__TASK OBJECTIVE__:
Pick out every line below that contains the word "party" and copy each one in full.

__SUPPLIED DATA__:
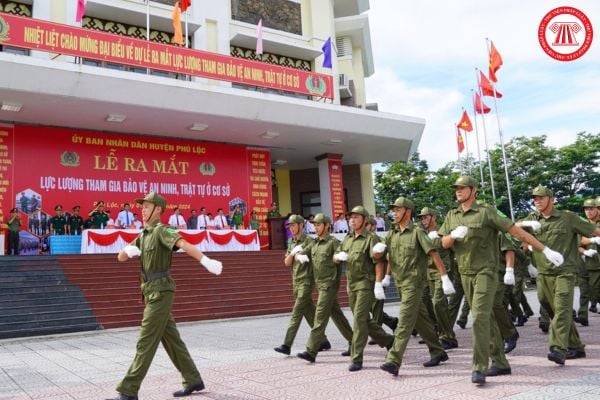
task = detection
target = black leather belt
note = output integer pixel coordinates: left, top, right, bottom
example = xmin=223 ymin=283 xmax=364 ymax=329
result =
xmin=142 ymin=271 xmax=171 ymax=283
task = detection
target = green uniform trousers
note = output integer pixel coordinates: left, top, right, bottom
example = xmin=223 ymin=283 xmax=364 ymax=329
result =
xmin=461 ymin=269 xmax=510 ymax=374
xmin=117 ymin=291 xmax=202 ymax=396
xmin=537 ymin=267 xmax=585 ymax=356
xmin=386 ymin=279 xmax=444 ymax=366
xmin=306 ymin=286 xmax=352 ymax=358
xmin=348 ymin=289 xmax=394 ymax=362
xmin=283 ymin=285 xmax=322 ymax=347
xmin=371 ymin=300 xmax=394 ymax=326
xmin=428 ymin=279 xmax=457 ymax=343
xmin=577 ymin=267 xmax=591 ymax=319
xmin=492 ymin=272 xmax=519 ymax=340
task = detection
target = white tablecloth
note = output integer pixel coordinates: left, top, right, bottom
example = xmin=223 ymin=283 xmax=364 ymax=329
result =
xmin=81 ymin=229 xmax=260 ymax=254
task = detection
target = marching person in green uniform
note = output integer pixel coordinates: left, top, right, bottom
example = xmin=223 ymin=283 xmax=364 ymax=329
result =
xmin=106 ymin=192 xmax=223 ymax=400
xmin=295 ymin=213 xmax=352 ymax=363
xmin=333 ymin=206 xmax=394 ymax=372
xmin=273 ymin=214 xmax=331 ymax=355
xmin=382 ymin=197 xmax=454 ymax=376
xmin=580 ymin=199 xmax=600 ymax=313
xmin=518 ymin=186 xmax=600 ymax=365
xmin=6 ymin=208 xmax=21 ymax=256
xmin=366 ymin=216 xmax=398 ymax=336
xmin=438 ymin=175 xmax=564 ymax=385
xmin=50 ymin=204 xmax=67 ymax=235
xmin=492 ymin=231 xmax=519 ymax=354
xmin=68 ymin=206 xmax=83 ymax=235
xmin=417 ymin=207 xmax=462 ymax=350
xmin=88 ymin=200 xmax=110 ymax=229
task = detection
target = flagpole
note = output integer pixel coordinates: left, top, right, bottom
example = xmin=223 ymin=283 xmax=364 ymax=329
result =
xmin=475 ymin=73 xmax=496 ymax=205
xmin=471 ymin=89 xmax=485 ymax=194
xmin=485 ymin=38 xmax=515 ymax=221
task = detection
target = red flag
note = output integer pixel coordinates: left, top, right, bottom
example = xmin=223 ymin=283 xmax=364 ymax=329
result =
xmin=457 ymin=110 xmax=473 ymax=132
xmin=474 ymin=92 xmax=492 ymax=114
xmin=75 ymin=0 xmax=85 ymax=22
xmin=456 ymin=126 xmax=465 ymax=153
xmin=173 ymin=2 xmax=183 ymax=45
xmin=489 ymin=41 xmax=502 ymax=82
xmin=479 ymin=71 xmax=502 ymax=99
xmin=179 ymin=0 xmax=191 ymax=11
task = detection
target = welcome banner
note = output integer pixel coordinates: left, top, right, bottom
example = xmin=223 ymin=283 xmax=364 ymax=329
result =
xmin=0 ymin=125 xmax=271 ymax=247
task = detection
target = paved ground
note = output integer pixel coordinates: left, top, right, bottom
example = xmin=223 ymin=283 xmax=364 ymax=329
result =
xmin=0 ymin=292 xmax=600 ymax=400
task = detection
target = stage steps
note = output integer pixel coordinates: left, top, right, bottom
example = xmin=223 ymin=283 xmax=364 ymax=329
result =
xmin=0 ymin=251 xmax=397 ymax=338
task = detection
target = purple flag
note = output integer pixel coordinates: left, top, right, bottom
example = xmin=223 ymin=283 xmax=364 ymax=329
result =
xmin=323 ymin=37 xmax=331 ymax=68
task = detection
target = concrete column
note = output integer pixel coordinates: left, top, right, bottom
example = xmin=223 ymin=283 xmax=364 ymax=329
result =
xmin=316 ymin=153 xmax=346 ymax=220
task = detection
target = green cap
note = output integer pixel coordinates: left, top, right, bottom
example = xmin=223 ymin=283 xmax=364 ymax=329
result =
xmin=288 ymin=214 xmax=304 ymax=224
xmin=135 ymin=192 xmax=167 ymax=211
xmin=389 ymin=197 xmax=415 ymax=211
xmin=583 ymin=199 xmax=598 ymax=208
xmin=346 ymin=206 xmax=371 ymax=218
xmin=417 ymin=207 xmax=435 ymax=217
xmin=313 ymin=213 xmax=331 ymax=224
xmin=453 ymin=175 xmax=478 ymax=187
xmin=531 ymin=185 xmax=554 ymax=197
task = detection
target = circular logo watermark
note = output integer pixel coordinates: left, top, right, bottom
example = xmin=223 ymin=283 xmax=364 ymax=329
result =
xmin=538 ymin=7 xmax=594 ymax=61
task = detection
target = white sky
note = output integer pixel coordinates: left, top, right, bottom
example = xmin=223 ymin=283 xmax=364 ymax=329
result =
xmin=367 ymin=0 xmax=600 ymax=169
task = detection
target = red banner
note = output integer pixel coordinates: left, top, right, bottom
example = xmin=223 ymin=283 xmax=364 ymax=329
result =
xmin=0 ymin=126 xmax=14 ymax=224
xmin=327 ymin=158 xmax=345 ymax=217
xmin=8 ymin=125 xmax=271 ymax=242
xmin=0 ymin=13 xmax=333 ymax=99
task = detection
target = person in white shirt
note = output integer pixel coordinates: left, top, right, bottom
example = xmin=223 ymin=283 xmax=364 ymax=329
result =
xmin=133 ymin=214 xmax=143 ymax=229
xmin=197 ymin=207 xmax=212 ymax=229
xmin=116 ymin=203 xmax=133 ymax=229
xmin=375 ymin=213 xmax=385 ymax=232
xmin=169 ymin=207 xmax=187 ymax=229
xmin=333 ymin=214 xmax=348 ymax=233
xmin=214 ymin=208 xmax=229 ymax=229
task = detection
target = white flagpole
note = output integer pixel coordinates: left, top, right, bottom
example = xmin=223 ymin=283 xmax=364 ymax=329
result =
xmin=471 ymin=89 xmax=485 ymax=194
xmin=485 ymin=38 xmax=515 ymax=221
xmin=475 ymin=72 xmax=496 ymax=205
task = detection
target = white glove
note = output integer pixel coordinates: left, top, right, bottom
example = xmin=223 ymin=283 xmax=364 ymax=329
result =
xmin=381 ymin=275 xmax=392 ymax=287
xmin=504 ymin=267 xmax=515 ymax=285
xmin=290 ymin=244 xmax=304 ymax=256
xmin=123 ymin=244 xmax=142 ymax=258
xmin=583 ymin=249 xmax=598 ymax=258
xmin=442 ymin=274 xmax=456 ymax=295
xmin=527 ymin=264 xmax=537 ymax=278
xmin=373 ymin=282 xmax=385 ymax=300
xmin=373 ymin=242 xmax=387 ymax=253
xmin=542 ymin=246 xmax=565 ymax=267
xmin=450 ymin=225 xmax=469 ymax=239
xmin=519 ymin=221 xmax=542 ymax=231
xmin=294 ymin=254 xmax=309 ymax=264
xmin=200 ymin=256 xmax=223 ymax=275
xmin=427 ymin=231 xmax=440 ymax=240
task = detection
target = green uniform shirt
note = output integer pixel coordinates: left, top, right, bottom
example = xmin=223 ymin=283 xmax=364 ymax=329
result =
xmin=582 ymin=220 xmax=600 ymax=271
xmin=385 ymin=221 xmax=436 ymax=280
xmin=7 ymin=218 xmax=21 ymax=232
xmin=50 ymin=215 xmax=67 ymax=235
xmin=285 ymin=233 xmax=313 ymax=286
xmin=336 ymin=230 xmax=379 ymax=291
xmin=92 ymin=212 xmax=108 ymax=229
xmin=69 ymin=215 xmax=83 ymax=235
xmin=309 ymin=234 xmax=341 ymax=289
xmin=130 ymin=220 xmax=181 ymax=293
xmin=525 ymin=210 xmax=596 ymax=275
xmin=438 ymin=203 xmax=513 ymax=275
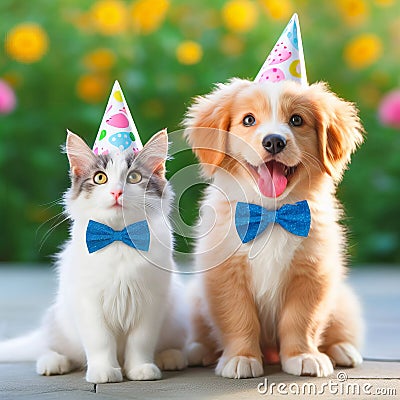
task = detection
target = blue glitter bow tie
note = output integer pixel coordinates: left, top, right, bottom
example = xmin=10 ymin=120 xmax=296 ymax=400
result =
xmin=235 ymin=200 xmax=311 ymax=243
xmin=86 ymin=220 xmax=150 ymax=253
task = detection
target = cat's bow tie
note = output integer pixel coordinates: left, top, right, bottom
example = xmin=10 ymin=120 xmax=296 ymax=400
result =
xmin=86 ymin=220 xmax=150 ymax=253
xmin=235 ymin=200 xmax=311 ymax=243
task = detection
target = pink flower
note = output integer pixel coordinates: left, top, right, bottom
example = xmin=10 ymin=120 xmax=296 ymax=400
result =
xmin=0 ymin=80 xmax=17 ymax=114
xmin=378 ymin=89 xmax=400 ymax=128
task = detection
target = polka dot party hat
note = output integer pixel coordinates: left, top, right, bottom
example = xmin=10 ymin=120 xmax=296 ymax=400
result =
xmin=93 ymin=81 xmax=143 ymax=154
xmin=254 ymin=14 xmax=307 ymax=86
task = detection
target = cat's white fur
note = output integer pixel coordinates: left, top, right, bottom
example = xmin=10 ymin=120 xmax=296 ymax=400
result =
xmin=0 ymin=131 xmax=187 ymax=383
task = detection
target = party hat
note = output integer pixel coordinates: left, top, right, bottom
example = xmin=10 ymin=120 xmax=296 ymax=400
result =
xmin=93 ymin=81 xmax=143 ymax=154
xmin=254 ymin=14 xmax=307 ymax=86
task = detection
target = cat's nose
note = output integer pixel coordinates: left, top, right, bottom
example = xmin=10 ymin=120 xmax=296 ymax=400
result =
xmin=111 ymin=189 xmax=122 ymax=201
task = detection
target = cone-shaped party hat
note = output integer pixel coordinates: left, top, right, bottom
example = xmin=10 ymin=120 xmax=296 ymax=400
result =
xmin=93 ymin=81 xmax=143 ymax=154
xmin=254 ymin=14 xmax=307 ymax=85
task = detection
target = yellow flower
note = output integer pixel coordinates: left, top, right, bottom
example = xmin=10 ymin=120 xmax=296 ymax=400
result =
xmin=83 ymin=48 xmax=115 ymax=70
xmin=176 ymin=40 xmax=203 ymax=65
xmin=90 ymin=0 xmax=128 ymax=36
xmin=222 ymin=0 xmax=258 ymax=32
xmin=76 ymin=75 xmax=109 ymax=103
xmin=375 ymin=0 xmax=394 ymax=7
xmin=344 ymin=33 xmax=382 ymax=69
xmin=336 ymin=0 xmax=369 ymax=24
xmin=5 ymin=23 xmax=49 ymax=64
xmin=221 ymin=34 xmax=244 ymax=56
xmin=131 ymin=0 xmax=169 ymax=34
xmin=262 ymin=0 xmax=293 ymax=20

--

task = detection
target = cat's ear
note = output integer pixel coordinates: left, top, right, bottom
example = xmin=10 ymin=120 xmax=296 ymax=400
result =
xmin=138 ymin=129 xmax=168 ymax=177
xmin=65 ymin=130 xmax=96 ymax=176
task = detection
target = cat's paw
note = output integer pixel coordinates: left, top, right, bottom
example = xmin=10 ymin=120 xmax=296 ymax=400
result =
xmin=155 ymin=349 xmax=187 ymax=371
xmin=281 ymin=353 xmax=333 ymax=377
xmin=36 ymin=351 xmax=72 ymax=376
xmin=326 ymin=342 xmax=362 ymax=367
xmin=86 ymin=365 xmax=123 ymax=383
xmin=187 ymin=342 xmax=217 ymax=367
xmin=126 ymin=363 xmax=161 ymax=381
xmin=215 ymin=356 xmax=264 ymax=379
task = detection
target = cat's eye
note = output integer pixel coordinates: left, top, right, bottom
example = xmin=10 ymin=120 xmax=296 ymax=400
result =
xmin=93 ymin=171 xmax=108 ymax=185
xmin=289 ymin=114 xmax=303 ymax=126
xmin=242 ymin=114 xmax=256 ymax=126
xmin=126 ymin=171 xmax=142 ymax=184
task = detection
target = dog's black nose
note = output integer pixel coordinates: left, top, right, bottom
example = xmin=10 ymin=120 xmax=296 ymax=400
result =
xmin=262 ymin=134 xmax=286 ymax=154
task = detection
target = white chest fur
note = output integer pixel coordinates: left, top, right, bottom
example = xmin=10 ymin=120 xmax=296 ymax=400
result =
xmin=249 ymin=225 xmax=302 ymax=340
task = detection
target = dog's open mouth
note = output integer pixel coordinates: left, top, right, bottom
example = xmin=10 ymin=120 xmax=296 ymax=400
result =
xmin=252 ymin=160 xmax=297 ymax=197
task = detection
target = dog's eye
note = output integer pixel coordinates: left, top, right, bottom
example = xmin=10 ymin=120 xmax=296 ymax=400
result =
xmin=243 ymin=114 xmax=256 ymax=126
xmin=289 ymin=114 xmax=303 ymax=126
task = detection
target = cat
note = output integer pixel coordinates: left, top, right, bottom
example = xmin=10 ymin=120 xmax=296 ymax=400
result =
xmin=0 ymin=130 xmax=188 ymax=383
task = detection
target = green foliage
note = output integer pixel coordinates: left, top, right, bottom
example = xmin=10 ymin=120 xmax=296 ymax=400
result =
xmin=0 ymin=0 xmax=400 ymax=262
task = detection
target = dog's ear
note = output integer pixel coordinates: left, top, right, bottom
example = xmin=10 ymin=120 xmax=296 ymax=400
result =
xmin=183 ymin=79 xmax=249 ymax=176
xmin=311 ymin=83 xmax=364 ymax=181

__EXPECTED ANSWER__:
target = polka dot party hat
target = party hat
target = cone-shaped party hat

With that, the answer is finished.